# Direction
Identify each line of the data below that contains the word "every", and copy those lines out in their original order.

# Task input
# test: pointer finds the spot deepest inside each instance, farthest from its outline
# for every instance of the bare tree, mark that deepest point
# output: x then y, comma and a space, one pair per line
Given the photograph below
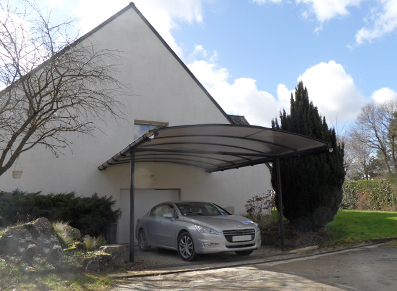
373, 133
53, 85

--

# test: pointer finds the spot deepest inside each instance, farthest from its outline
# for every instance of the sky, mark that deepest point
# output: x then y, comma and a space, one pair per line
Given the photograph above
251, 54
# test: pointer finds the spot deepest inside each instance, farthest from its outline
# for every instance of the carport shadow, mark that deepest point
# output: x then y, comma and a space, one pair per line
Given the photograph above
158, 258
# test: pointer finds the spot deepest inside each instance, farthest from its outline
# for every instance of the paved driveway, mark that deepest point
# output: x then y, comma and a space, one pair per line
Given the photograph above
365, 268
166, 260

# Answer to this task
# for every instance of the bare tree, mark that deepest point
# for every instance of the sky, mark that deepest point
# for every instance of the carport shadow, mark that deepest point
# for every instance of the paved driveway, mark that deepest point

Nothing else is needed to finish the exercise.